→ **PROBLEM TO SOLVE**
Return, word for word, the part of the records that opens with the line containing "of the chrome" and runs through the end of the records.

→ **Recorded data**
....................
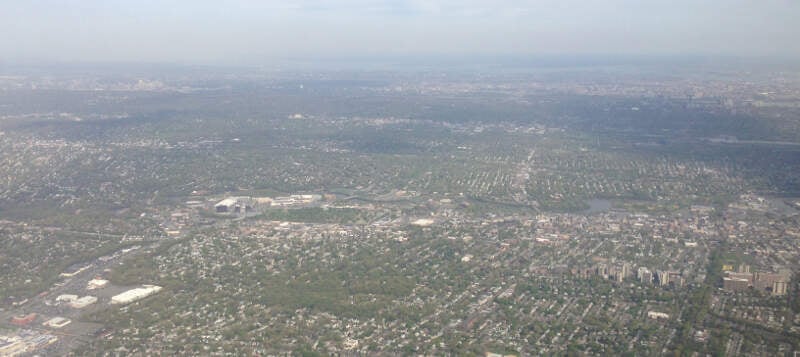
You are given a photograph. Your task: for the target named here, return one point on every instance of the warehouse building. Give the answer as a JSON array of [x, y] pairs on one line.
[[135, 294]]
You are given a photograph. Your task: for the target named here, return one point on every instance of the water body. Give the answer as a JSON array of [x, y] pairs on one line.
[[597, 205]]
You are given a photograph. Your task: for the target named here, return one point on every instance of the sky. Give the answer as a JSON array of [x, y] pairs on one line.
[[250, 32]]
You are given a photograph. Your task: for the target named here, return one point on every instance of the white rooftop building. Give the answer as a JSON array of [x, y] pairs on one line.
[[135, 294], [83, 302]]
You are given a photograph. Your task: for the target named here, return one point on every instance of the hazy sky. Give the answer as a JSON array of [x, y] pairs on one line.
[[241, 31]]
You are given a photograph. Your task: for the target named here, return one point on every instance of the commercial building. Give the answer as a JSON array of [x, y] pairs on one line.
[[83, 302], [57, 322], [96, 283], [135, 294], [23, 320]]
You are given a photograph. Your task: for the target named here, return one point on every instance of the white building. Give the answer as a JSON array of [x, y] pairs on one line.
[[66, 298], [96, 284], [135, 294], [83, 302], [57, 322]]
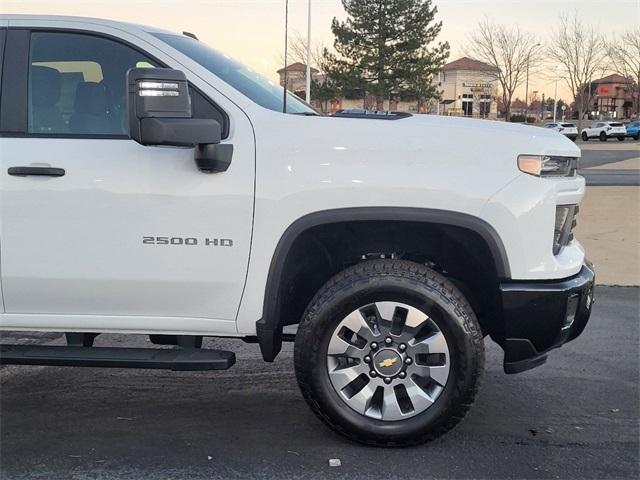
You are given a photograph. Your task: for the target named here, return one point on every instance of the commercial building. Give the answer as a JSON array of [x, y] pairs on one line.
[[296, 75], [613, 98], [469, 88]]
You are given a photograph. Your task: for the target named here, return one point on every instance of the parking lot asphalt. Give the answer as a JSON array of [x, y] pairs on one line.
[[574, 418], [600, 163]]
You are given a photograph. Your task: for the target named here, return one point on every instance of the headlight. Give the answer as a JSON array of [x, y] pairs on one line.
[[546, 166]]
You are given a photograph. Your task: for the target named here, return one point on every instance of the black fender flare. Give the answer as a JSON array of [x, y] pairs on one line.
[[269, 327]]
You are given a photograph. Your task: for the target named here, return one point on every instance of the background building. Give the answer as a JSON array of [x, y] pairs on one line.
[[297, 78], [469, 88], [612, 98]]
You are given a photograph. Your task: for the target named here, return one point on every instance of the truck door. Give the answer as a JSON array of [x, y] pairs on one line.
[[104, 226]]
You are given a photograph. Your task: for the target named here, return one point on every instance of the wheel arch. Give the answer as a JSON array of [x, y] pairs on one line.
[[269, 327]]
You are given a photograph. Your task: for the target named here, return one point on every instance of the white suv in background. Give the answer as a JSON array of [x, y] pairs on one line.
[[569, 130], [605, 131], [150, 184]]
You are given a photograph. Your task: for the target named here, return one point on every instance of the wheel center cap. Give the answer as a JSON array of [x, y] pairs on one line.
[[387, 362]]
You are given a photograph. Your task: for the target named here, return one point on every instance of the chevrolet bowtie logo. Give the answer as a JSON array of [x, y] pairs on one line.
[[388, 362]]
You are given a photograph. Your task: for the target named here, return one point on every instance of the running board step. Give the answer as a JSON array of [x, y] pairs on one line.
[[190, 359]]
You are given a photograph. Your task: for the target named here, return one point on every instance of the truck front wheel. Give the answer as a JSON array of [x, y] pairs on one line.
[[389, 353]]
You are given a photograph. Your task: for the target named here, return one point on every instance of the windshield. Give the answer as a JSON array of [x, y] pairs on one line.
[[248, 82]]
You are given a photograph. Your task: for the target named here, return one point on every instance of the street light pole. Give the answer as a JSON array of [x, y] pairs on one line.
[[526, 93], [555, 103], [308, 89]]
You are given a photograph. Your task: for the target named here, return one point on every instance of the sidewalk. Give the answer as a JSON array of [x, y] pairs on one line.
[[609, 229]]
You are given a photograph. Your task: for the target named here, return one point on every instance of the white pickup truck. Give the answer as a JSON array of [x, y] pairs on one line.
[[152, 185]]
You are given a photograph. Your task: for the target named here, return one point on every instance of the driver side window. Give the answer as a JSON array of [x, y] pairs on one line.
[[77, 84]]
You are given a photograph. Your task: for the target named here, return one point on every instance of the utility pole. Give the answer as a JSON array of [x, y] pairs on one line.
[[308, 90], [555, 103], [439, 82], [526, 94]]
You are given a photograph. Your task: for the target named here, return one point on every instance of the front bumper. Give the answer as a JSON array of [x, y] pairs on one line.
[[542, 315]]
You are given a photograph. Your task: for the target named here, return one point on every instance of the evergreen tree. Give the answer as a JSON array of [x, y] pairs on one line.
[[385, 47]]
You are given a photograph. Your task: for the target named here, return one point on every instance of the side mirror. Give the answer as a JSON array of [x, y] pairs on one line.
[[160, 114]]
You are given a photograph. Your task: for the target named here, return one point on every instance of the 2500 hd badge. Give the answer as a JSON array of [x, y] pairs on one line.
[[188, 241]]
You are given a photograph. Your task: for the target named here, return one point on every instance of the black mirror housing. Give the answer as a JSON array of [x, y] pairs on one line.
[[160, 114], [160, 110]]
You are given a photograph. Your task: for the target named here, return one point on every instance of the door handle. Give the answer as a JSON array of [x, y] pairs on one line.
[[36, 171]]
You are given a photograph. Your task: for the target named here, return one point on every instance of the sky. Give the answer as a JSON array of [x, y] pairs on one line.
[[252, 31]]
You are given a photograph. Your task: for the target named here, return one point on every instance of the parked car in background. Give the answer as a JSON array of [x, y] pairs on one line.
[[604, 131], [151, 185], [633, 130], [569, 130]]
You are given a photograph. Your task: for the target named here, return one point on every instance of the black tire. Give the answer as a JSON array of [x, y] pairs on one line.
[[415, 285]]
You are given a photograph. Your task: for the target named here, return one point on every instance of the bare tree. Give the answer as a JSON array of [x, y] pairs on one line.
[[624, 53], [580, 52], [510, 51]]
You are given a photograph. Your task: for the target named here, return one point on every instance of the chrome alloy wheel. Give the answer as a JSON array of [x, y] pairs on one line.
[[388, 361]]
....................
→ **ANSWER BELOW**
You are given a photograph. Your task: for the target named here, return one point on every instance of the chrome alloy wheel. Give the answer as a JSON array of [x, y] pairs on one line.
[[388, 361]]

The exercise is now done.